### DIRECTIONS
Return each line of the entries that mentions the word "below".

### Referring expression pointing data
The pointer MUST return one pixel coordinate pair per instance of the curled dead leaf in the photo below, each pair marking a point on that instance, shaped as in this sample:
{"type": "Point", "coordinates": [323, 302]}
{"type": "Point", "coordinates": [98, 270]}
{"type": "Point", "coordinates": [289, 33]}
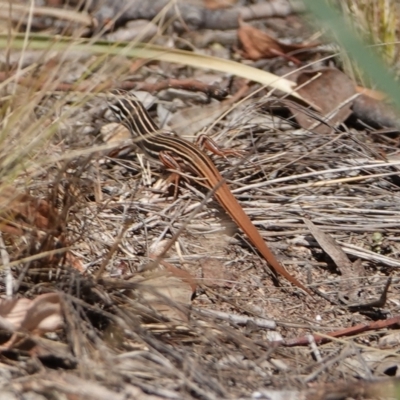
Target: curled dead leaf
{"type": "Point", "coordinates": [43, 313]}
{"type": "Point", "coordinates": [257, 44]}
{"type": "Point", "coordinates": [19, 210]}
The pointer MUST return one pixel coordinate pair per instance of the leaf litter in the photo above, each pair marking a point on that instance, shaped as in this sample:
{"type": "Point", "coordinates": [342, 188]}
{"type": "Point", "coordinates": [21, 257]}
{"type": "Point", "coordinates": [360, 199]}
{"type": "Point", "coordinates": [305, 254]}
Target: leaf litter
{"type": "Point", "coordinates": [83, 229]}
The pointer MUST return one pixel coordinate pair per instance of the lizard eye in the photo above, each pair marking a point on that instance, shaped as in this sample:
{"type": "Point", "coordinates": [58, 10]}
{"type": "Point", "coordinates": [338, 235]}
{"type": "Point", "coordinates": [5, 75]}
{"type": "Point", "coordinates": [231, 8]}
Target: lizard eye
{"type": "Point", "coordinates": [116, 110]}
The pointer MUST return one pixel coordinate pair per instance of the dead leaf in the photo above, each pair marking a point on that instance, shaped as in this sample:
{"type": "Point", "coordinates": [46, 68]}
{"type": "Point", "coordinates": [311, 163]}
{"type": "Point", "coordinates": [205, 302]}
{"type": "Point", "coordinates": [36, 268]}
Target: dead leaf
{"type": "Point", "coordinates": [42, 313]}
{"type": "Point", "coordinates": [334, 251]}
{"type": "Point", "coordinates": [217, 4]}
{"type": "Point", "coordinates": [214, 274]}
{"type": "Point", "coordinates": [330, 89]}
{"type": "Point", "coordinates": [19, 210]}
{"type": "Point", "coordinates": [165, 292]}
{"type": "Point", "coordinates": [257, 44]}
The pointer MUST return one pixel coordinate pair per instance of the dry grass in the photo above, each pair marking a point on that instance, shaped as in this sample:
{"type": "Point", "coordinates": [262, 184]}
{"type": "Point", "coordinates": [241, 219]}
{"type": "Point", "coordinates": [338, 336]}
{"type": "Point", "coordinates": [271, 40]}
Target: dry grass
{"type": "Point", "coordinates": [101, 215]}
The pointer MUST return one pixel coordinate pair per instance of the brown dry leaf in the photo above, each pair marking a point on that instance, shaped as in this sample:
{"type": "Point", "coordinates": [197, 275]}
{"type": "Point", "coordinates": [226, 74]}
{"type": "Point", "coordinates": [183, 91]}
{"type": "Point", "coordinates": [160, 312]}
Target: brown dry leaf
{"type": "Point", "coordinates": [18, 210]}
{"type": "Point", "coordinates": [217, 4]}
{"type": "Point", "coordinates": [330, 89]}
{"type": "Point", "coordinates": [257, 44]}
{"type": "Point", "coordinates": [189, 121]}
{"type": "Point", "coordinates": [335, 252]}
{"type": "Point", "coordinates": [43, 313]}
{"type": "Point", "coordinates": [167, 293]}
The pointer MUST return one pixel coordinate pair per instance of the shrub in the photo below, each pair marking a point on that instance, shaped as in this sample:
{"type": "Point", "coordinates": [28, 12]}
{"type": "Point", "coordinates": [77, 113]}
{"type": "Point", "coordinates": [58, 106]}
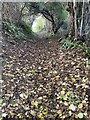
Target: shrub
{"type": "Point", "coordinates": [66, 43]}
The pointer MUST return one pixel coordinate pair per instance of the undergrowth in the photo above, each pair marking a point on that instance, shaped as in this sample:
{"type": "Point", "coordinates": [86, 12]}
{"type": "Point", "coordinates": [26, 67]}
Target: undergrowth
{"type": "Point", "coordinates": [67, 44]}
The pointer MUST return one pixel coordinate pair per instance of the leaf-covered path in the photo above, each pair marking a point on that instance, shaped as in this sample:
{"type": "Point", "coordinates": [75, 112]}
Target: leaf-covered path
{"type": "Point", "coordinates": [41, 80]}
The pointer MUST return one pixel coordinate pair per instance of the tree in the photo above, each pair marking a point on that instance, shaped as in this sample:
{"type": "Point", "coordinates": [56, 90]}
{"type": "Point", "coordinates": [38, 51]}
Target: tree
{"type": "Point", "coordinates": [53, 12]}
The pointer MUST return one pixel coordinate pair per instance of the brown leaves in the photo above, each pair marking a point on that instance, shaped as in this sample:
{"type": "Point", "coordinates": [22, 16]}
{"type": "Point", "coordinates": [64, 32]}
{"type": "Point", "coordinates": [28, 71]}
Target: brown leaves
{"type": "Point", "coordinates": [44, 80]}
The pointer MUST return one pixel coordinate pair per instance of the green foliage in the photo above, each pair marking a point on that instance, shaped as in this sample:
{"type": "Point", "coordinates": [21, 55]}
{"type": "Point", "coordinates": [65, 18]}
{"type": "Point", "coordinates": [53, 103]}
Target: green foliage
{"type": "Point", "coordinates": [85, 48]}
{"type": "Point", "coordinates": [26, 27]}
{"type": "Point", "coordinates": [38, 24]}
{"type": "Point", "coordinates": [66, 43]}
{"type": "Point", "coordinates": [13, 29]}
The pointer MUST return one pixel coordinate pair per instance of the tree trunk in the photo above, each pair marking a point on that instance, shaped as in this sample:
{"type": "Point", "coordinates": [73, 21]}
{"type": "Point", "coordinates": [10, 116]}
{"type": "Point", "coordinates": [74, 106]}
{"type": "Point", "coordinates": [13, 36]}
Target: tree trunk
{"type": "Point", "coordinates": [75, 19]}
{"type": "Point", "coordinates": [81, 27]}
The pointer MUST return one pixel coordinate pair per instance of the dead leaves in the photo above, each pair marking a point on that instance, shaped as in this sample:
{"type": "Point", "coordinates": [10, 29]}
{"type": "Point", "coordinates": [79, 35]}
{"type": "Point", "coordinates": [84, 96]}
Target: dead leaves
{"type": "Point", "coordinates": [44, 82]}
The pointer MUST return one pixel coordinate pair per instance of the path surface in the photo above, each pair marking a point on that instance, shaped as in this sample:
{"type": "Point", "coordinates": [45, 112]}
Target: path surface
{"type": "Point", "coordinates": [43, 80]}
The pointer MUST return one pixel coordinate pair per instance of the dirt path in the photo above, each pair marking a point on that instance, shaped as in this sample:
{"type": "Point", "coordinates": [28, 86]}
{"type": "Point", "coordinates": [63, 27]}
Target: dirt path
{"type": "Point", "coordinates": [43, 80]}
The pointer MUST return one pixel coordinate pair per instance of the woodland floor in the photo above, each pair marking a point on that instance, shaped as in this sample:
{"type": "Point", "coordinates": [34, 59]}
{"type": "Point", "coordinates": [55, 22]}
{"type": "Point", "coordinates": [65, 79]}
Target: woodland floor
{"type": "Point", "coordinates": [43, 80]}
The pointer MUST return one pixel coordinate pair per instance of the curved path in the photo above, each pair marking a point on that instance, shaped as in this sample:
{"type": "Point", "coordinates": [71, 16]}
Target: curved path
{"type": "Point", "coordinates": [42, 80]}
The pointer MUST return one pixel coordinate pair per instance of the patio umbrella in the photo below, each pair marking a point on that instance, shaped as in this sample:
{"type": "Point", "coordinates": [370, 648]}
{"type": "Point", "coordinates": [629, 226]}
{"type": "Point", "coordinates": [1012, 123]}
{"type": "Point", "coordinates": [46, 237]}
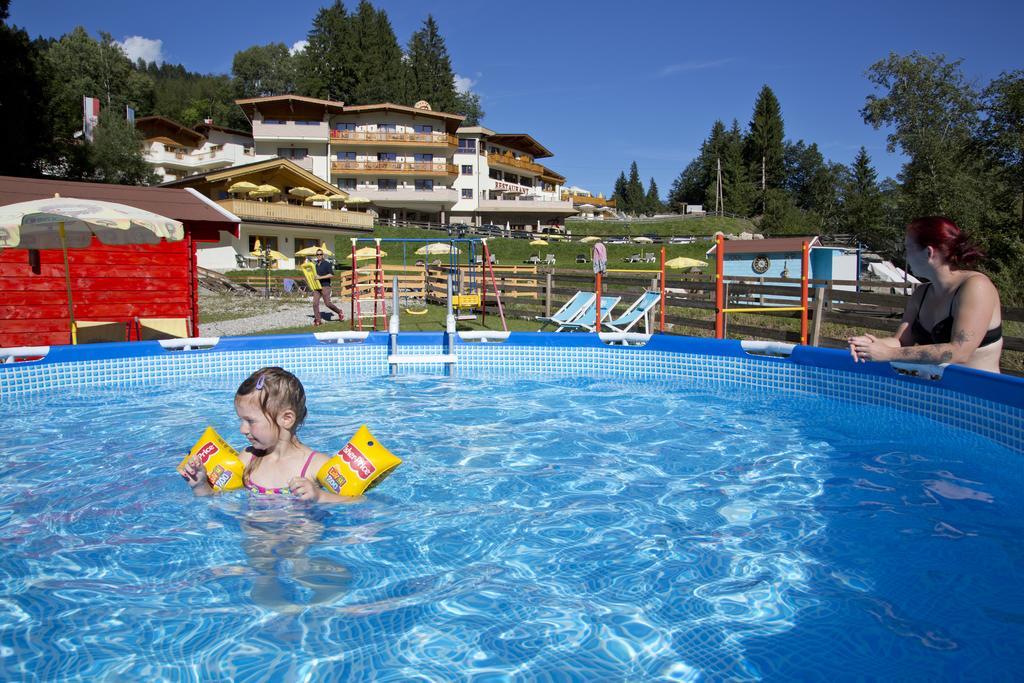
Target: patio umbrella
{"type": "Point", "coordinates": [684, 262]}
{"type": "Point", "coordinates": [437, 248]}
{"type": "Point", "coordinates": [368, 253]}
{"type": "Point", "coordinates": [61, 222]}
{"type": "Point", "coordinates": [242, 187]}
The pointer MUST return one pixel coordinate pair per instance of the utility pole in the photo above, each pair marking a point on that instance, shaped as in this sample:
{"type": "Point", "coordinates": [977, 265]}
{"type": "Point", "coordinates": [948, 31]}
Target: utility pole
{"type": "Point", "coordinates": [719, 198]}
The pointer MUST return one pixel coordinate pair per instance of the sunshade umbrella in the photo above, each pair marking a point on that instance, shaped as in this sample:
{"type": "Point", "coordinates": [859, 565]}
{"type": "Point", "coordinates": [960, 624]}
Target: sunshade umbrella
{"type": "Point", "coordinates": [684, 262]}
{"type": "Point", "coordinates": [242, 187]}
{"type": "Point", "coordinates": [368, 253]}
{"type": "Point", "coordinates": [437, 248]}
{"type": "Point", "coordinates": [61, 222]}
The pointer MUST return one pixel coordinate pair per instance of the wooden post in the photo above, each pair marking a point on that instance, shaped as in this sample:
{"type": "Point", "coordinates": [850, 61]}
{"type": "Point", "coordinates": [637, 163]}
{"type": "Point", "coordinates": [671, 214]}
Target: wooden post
{"type": "Point", "coordinates": [820, 295]}
{"type": "Point", "coordinates": [547, 294]}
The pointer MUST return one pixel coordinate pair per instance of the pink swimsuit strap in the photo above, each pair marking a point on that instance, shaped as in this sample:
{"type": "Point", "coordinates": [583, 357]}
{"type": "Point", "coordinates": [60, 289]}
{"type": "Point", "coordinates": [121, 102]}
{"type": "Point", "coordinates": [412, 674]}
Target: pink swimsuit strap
{"type": "Point", "coordinates": [262, 491]}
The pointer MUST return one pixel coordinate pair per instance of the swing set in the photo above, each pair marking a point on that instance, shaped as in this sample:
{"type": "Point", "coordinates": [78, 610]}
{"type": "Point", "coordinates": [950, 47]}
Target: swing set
{"type": "Point", "coordinates": [369, 300]}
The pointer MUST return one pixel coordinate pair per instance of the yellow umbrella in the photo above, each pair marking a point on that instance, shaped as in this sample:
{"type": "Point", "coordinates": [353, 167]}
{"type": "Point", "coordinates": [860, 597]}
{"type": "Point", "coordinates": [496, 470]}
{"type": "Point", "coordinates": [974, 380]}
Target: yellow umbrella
{"type": "Point", "coordinates": [242, 187]}
{"type": "Point", "coordinates": [368, 253]}
{"type": "Point", "coordinates": [684, 262]}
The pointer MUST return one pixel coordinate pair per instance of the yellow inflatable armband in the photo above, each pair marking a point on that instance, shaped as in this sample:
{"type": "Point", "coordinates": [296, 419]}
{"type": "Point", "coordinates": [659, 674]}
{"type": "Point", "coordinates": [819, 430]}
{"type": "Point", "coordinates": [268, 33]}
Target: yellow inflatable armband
{"type": "Point", "coordinates": [223, 467]}
{"type": "Point", "coordinates": [359, 466]}
{"type": "Point", "coordinates": [309, 270]}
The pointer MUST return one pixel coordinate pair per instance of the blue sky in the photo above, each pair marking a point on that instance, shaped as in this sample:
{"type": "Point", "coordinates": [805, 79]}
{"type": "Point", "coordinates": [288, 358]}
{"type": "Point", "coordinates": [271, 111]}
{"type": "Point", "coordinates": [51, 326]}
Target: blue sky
{"type": "Point", "coordinates": [601, 83]}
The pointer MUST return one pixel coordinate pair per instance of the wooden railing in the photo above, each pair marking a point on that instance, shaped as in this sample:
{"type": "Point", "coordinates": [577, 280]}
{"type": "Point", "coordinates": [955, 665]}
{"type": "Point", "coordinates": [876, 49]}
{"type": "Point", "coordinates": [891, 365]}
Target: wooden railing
{"type": "Point", "coordinates": [509, 160]}
{"type": "Point", "coordinates": [419, 168]}
{"type": "Point", "coordinates": [393, 137]}
{"type": "Point", "coordinates": [282, 212]}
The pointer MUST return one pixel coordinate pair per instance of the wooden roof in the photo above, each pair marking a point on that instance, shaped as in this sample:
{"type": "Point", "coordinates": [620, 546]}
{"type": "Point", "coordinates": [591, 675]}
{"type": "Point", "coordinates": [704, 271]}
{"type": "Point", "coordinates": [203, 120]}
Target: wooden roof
{"type": "Point", "coordinates": [769, 246]}
{"type": "Point", "coordinates": [199, 214]}
{"type": "Point", "coordinates": [521, 141]}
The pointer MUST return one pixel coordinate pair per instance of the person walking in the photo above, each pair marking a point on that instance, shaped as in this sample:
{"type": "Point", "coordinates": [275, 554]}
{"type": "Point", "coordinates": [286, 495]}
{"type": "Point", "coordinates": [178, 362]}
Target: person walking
{"type": "Point", "coordinates": [325, 271]}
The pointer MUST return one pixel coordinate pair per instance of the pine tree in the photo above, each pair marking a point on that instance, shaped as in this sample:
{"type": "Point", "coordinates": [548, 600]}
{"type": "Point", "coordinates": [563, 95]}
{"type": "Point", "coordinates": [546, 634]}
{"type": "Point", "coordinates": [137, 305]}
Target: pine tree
{"type": "Point", "coordinates": [652, 203]}
{"type": "Point", "coordinates": [634, 191]}
{"type": "Point", "coordinates": [764, 141]}
{"type": "Point", "coordinates": [431, 75]}
{"type": "Point", "coordinates": [326, 69]}
{"type": "Point", "coordinates": [380, 73]}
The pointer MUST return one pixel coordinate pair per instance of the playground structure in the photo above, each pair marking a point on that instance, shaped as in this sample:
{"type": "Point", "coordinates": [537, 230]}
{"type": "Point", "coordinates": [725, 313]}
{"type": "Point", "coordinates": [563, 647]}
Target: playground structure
{"type": "Point", "coordinates": [466, 292]}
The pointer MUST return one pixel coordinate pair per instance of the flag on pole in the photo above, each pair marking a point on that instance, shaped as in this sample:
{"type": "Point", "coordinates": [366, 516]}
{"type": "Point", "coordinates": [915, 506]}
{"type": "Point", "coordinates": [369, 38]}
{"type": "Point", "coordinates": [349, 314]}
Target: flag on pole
{"type": "Point", "coordinates": [90, 116]}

### OUTPUT FOR THIS EXERCISE
The pointer MUST return one pixel coordinate pair per instance of the curled dead leaf in the photo below, each pair marking a point on that instance, shaped as in this sample:
The pointer MUST return one pixel coordinate pair per instance of the shrub in the photo below, each pair marking a point on that instance, shaped as in this sample:
The pointer MUST return one pixel coordinate pair per instance of the patio umbrella in the photo below, each pair marking a point on that instance, shaped as in this sample:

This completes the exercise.